> **DATASET RECORDS**
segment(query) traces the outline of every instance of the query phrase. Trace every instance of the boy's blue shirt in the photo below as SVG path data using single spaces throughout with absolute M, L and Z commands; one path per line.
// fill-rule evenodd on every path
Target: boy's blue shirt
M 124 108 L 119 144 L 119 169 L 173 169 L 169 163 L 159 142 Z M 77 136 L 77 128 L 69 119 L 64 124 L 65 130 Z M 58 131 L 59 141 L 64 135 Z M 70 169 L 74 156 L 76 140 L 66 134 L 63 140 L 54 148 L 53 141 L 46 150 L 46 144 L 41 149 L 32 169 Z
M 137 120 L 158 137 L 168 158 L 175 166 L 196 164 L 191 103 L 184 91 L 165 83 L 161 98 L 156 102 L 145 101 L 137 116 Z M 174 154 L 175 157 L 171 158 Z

> **EXERCISE OBJECTIVE**
Recast the rows above as a JSON list of strings, with one string for each line and no strings for blank lines.

> **RESULT OF THE EXERCISE**
[
  "segment(query) traces the outline of every instance of the query phrase. Trace every instance of the boy's blue shirt in the photo below as SVG path data using single spaces throughout with absolute M, L and Z commands; one path per line.",
  "// fill-rule evenodd on every path",
  "Target: boy's blue shirt",
  "M 124 108 L 119 144 L 119 169 L 173 169 L 169 163 L 159 142 Z M 77 136 L 77 128 L 69 119 L 64 124 L 65 130 Z M 58 131 L 59 141 L 64 135 Z M 70 169 L 74 156 L 76 140 L 66 134 L 63 140 L 54 148 L 53 141 L 46 150 L 46 144 L 41 149 L 32 169 Z",
  "M 137 120 L 158 137 L 168 158 L 175 166 L 196 164 L 191 103 L 184 91 L 165 83 L 161 98 L 156 102 L 145 101 L 137 116 Z M 174 154 L 175 157 L 171 158 Z"
]